Exercise brief
Would you please output, word for word, the span of the listing below that opens on the line containing "beard in the photograph above." and closes on the line containing "forearm in the photograph above."? Include both ends and nothing more.

Data for review
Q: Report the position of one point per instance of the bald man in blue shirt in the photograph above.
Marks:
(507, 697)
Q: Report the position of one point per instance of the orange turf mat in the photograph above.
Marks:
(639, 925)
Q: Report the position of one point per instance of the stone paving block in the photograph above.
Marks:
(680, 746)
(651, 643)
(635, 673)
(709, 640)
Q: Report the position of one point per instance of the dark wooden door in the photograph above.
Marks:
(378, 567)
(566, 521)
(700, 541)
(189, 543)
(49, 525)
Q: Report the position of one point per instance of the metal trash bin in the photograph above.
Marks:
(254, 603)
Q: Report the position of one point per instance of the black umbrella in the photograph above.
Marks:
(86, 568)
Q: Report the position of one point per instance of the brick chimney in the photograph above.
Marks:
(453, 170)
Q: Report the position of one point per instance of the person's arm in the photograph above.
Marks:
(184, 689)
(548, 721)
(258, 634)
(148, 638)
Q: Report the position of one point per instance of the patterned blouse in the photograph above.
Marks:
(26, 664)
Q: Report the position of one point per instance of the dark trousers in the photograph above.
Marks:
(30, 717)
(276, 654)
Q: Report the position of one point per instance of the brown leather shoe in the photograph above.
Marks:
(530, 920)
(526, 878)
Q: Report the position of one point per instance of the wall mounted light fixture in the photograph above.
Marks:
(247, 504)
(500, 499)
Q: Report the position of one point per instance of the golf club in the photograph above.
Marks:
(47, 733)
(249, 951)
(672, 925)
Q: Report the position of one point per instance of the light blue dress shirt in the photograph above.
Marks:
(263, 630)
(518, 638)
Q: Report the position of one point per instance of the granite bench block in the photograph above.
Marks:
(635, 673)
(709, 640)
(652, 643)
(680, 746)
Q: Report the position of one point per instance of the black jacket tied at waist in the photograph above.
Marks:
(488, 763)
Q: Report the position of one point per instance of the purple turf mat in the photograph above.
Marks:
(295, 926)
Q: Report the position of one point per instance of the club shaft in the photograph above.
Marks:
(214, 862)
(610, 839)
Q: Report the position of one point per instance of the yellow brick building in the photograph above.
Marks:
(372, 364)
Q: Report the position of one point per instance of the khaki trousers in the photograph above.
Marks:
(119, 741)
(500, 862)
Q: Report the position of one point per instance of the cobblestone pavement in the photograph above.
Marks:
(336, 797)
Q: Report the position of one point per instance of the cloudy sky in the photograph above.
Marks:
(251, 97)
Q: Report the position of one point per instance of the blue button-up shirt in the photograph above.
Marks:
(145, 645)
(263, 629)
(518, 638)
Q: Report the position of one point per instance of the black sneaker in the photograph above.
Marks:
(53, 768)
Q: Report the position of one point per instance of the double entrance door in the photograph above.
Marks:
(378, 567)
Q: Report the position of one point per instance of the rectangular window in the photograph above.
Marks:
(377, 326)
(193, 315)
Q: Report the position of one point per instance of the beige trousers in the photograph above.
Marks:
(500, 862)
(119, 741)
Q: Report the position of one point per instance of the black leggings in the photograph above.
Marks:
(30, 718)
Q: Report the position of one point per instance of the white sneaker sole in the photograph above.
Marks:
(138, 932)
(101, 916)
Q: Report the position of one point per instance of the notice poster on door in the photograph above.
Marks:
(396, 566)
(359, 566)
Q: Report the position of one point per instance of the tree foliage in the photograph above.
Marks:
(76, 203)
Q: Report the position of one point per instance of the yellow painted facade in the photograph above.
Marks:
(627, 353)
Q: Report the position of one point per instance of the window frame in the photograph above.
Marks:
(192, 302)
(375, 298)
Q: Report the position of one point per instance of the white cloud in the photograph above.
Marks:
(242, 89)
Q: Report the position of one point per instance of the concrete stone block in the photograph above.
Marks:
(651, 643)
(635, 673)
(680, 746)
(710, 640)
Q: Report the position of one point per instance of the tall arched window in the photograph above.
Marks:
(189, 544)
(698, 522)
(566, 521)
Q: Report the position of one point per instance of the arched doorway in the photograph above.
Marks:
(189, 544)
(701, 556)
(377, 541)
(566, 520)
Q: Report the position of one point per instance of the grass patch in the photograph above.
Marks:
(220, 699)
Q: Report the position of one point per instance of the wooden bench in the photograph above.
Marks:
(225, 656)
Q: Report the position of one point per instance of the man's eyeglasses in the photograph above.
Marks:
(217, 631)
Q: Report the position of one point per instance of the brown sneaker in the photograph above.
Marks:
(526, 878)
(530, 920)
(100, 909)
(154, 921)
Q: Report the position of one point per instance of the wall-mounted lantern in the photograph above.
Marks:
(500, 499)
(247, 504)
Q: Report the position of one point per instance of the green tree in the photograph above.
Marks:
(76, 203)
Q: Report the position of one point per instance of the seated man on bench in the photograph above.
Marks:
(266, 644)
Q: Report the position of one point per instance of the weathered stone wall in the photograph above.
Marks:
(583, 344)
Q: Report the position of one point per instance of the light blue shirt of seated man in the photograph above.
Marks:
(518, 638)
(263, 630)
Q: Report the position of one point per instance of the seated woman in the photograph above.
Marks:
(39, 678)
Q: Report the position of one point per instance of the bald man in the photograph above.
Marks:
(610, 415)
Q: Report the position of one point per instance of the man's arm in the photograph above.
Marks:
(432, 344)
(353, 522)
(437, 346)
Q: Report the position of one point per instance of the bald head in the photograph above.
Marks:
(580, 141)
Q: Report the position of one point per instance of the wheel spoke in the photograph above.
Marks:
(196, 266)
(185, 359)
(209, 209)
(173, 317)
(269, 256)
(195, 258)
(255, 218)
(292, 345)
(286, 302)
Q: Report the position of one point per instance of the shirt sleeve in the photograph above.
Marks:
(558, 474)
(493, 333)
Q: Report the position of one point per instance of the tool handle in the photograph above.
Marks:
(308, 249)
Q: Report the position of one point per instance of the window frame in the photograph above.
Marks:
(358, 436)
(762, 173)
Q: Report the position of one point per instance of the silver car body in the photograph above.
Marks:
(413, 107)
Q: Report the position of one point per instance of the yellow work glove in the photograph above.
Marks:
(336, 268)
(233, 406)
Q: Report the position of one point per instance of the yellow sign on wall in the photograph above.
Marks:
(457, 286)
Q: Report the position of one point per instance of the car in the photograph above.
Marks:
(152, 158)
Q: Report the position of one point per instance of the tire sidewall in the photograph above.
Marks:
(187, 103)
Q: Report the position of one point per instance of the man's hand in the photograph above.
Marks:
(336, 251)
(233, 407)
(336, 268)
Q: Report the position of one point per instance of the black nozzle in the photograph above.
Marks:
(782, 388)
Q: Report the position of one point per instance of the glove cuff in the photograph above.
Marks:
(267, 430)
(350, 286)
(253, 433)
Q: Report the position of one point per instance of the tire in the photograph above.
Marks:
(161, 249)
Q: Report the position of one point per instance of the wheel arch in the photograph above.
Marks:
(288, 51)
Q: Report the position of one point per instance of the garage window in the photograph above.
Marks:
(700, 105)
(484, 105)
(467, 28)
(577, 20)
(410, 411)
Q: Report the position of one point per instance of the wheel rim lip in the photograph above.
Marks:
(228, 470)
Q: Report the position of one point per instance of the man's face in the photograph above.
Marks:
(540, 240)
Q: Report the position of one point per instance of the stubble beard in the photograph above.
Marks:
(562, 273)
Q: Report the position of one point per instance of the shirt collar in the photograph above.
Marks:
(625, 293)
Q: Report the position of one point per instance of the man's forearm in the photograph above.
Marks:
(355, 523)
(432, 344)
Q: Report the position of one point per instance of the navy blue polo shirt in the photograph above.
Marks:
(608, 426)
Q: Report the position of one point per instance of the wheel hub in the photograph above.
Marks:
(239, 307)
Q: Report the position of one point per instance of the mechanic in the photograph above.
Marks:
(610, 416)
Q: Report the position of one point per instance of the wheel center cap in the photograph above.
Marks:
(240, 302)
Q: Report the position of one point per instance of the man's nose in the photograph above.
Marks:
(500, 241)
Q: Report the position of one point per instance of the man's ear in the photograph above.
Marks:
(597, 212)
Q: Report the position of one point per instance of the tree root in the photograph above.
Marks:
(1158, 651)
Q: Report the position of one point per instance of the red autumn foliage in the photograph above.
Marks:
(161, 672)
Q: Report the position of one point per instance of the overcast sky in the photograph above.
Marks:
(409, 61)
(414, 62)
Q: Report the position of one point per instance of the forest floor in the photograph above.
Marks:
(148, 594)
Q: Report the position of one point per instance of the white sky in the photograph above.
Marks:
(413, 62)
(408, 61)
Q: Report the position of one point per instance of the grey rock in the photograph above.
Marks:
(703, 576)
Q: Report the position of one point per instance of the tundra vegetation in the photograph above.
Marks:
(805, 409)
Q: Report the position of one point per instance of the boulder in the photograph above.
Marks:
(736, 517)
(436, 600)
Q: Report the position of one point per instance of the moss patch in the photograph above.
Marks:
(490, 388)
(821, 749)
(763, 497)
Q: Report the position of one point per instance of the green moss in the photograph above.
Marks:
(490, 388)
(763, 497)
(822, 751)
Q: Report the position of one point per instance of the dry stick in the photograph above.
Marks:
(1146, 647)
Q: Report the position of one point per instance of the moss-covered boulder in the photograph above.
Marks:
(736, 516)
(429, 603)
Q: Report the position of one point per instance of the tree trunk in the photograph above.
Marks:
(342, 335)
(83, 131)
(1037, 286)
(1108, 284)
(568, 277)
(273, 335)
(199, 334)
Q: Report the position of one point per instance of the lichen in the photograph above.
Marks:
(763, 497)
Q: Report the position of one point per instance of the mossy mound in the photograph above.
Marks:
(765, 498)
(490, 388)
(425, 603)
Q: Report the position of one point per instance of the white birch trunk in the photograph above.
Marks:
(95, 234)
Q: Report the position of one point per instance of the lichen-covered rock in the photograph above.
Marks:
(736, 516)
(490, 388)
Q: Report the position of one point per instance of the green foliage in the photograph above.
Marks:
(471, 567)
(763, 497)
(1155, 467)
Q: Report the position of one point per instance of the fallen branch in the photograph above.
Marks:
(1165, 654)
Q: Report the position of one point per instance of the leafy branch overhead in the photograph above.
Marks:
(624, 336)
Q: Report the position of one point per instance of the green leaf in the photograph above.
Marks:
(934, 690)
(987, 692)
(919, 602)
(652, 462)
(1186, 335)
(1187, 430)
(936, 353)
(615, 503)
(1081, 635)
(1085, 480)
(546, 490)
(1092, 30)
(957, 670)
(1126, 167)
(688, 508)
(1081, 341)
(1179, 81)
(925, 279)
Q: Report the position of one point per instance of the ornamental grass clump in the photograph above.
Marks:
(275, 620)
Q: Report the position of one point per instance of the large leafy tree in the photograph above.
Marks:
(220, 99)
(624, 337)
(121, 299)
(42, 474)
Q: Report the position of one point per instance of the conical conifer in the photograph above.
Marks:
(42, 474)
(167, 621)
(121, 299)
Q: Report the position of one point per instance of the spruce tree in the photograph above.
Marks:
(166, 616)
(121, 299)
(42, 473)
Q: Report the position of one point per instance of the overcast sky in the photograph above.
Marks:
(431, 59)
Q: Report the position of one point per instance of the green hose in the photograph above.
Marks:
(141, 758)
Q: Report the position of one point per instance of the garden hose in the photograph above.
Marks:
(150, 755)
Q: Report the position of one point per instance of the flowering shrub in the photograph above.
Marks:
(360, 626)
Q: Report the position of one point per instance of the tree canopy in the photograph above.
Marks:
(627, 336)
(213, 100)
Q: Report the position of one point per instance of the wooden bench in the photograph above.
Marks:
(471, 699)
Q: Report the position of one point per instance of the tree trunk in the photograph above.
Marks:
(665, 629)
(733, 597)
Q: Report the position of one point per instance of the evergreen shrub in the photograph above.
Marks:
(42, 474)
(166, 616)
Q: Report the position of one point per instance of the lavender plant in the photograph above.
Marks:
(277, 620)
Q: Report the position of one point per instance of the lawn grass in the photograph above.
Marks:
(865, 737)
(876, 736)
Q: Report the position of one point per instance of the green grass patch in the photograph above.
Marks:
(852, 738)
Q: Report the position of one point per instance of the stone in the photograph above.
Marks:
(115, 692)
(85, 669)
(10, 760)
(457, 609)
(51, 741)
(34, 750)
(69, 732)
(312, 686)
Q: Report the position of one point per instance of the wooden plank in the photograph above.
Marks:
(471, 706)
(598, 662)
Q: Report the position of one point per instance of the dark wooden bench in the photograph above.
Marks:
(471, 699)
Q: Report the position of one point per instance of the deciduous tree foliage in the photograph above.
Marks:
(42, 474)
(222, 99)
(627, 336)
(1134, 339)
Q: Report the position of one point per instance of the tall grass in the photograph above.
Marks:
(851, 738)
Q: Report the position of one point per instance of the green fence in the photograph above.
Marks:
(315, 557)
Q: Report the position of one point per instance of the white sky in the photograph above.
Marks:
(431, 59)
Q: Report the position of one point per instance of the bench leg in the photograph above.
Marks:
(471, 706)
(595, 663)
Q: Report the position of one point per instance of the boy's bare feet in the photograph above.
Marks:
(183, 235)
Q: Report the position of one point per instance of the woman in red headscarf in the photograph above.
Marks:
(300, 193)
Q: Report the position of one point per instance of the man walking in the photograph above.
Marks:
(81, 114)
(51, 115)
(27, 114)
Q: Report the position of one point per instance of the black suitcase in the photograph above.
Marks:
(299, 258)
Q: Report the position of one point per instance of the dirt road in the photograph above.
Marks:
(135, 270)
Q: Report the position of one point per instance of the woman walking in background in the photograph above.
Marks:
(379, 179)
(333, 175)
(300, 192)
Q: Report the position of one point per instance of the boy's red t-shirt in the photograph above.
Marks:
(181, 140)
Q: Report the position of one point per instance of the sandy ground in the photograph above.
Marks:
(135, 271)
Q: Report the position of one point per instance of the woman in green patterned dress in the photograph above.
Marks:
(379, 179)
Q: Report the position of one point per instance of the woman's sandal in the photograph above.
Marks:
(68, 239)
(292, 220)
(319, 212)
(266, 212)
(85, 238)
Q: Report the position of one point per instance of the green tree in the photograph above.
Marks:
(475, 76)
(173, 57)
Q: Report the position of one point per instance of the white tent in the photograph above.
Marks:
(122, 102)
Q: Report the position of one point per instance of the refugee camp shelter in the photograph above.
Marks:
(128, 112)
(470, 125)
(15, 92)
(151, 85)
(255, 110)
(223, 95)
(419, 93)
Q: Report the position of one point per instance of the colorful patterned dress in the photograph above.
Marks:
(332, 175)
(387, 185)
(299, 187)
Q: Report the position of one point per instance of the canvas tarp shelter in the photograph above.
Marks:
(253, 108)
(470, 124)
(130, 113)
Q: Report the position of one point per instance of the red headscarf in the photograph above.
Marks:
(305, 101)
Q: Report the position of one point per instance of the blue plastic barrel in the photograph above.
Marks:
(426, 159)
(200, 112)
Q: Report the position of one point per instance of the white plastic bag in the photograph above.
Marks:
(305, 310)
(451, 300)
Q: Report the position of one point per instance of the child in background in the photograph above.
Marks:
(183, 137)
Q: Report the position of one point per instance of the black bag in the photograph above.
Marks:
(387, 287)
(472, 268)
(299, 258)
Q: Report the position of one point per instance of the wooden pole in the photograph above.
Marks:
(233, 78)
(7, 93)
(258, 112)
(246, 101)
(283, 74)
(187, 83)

Answer section
Q: Report the position of one point per instance of the stubble beard in the photograph above.
Marks:
(562, 273)
Q: Report the position of one point per instance of the shirt collar in the photograph above.
Marks:
(625, 293)
Q: Report the position of one point per instance of the man's forearm in the photograph above.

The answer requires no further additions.